**Supplied records:**
________

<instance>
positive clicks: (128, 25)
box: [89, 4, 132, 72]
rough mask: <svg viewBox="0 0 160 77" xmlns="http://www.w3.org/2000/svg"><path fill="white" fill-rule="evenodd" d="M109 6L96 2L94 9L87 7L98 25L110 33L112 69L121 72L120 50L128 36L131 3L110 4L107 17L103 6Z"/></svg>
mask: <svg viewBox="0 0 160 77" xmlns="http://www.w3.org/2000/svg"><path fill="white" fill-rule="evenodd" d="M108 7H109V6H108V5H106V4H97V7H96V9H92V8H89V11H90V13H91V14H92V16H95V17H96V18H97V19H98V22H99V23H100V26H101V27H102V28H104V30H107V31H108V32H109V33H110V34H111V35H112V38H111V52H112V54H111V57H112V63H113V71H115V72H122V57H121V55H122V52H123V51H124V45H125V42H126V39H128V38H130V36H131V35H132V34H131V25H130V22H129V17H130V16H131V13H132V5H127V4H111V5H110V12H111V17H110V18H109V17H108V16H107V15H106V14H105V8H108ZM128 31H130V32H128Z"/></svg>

________

**Required work:**
Could you set down every line of the data above again, word for word and unchanged?

**Result of the exercise:**
<instance>
positive clicks: (128, 25)
box: [89, 4, 132, 72]
rough mask: <svg viewBox="0 0 160 77" xmlns="http://www.w3.org/2000/svg"><path fill="white" fill-rule="evenodd" d="M109 6L96 2L94 9L87 7L98 25L110 33L112 69L121 72L120 50L128 36L131 3L110 4L107 17L103 6Z"/></svg>
mask: <svg viewBox="0 0 160 77" xmlns="http://www.w3.org/2000/svg"><path fill="white" fill-rule="evenodd" d="M108 7H109V6H108V5H106V4H97V7H96V9H92V8H89V11H90V13H91V14H92V16H95V17H96V18H97V19H98V22H99V23H100V26H101V27H102V28H104V30H107V31H108V32H109V33H110V34H111V35H112V38H111V52H112V54H111V57H112V63H113V71H115V72H122V57H121V55H122V52H123V51H124V45H125V42H126V39H128V38H130V36H131V35H132V34H131V25H130V22H129V17H130V16H131V13H132V5H127V4H111V5H110V12H111V17H110V18H109V17H108V16H107V15H106V14H105V8H108ZM128 31H130V32H128Z"/></svg>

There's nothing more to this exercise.